Start of Records provided
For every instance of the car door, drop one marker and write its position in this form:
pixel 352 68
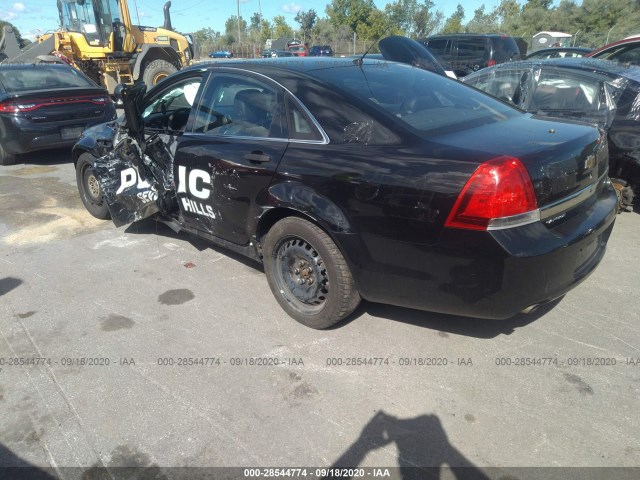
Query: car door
pixel 229 157
pixel 565 94
pixel 136 176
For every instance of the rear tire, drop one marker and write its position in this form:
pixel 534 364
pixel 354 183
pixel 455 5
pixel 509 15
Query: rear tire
pixel 308 274
pixel 6 158
pixel 89 188
pixel 157 71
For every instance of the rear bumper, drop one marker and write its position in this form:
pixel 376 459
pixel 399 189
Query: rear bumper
pixel 19 135
pixel 492 275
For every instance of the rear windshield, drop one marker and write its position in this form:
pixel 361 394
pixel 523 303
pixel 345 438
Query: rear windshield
pixel 424 101
pixel 42 78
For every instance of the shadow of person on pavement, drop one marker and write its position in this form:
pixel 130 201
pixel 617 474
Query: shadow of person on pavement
pixel 423 448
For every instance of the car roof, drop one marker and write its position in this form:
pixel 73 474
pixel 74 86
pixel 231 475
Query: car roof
pixel 467 35
pixel 584 64
pixel 561 49
pixel 295 64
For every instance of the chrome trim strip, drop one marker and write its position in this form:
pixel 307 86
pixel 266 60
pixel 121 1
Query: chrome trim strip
pixel 514 221
pixel 571 201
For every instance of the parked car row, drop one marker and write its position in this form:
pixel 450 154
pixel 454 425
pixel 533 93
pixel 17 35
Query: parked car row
pixel 603 93
pixel 360 179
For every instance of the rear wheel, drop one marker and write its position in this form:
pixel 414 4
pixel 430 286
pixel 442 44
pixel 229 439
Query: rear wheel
pixel 6 158
pixel 89 188
pixel 308 274
pixel 157 71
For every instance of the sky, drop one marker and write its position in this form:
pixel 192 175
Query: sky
pixel 39 16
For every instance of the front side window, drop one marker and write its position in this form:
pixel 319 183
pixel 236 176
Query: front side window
pixel 238 106
pixel 80 17
pixel 502 84
pixel 43 77
pixel 301 126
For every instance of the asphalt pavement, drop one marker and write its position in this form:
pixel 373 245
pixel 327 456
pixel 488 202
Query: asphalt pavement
pixel 137 346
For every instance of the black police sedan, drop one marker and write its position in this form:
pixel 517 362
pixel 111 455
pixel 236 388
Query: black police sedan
pixel 47 106
pixel 352 179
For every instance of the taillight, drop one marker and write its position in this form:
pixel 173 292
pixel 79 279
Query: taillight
pixel 8 107
pixel 498 195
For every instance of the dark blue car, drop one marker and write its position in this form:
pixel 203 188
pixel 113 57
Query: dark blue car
pixel 221 54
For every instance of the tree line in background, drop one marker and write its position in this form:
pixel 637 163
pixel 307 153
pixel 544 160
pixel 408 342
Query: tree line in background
pixel 592 22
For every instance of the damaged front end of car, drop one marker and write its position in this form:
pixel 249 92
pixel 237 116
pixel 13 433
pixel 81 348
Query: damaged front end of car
pixel 136 175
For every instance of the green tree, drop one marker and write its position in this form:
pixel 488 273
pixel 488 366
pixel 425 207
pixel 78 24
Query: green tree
pixel 483 22
pixel 306 20
pixel 231 26
pixel 266 32
pixel 453 24
pixel 255 21
pixel 376 26
pixel 323 32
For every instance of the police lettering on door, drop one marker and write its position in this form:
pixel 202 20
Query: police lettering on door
pixel 196 183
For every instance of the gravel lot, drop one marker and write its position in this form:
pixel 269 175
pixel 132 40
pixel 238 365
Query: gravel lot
pixel 141 350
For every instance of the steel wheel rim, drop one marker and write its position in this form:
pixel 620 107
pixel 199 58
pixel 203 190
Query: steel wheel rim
pixel 301 275
pixel 92 186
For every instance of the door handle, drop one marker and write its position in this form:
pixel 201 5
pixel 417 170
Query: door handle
pixel 257 157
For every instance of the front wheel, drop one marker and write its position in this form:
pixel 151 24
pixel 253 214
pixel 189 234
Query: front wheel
pixel 157 71
pixel 89 188
pixel 308 274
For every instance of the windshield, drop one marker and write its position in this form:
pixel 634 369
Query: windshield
pixel 426 102
pixel 42 77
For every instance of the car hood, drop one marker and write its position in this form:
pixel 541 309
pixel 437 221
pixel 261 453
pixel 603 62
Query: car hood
pixel 405 50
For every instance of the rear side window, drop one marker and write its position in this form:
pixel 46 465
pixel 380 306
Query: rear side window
pixel 42 78
pixel 559 92
pixel 502 84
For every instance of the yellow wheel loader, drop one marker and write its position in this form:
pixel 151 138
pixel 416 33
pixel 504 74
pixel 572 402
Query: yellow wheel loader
pixel 98 38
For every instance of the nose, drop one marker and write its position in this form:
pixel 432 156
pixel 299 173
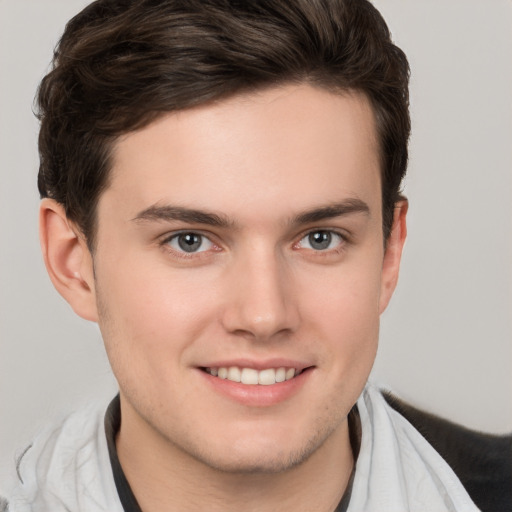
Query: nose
pixel 261 303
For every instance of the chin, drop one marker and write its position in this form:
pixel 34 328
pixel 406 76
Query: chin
pixel 263 455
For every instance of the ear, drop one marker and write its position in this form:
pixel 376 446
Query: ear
pixel 393 254
pixel 67 258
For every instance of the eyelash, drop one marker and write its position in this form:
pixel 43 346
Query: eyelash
pixel 165 243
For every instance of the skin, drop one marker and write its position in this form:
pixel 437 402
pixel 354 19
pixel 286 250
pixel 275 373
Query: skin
pixel 256 290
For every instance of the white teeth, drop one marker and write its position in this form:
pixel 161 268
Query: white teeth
pixel 234 374
pixel 267 377
pixel 251 376
pixel 280 374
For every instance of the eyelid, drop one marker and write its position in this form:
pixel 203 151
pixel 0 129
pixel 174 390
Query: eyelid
pixel 337 232
pixel 164 243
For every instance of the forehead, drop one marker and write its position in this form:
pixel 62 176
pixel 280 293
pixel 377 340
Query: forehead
pixel 278 150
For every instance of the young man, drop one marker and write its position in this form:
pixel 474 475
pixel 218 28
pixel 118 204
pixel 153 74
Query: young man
pixel 221 185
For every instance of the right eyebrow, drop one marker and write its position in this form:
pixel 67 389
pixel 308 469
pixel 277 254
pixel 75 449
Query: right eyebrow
pixel 168 213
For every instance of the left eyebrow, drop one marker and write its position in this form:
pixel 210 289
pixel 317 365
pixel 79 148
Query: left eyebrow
pixel 343 208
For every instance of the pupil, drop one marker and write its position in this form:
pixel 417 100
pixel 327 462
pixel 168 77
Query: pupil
pixel 189 242
pixel 320 240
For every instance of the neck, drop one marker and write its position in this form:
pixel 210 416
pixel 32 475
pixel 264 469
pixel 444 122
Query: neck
pixel 163 477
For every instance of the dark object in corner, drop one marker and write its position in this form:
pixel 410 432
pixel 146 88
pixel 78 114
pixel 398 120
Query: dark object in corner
pixel 483 462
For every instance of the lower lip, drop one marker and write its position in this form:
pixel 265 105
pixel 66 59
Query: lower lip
pixel 258 395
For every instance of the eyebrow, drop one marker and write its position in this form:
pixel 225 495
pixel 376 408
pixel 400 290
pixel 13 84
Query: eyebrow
pixel 190 215
pixel 168 213
pixel 346 207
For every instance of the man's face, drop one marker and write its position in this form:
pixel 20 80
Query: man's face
pixel 243 237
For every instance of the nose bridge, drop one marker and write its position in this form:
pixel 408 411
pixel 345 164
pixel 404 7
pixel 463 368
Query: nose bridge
pixel 261 301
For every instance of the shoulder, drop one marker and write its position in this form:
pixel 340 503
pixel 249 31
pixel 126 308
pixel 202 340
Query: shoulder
pixel 482 462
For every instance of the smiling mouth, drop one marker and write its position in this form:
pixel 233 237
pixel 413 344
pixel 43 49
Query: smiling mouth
pixel 253 377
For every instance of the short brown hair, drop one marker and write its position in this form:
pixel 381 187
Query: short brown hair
pixel 122 63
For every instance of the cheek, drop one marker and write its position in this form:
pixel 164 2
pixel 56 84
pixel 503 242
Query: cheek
pixel 344 310
pixel 147 312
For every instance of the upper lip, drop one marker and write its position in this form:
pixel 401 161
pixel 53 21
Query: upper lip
pixel 258 365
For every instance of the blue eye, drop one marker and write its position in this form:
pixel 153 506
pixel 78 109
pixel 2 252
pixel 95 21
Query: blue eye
End of Records provided
What you should do: Rewrite the part of the entries that opens with the line containing "For every instance of the shoulder, drop" and closes with the line containing "pixel 147 312", replacing "drop one marker" with "place one marker" and leaving everything else unchanged. Return only those lines.

Written solution:
For every instance of the shoulder, place one marker and write its position in this form:
pixel 340 503
pixel 249 31
pixel 126 308
pixel 202 340
Query: shoulder
pixel 482 462
For every instance of the smiling mouth, place one marker and write its position in this form:
pixel 233 237
pixel 413 344
pixel 43 49
Query: smiling mouth
pixel 253 377
For every instance of the short brown hair, place one marker and write its position in this form:
pixel 381 187
Query: short brown hair
pixel 122 63
For every instance of the cheek, place one marker and write its position in this form:
pixel 164 2
pixel 56 84
pixel 503 242
Query: cheek
pixel 344 310
pixel 147 312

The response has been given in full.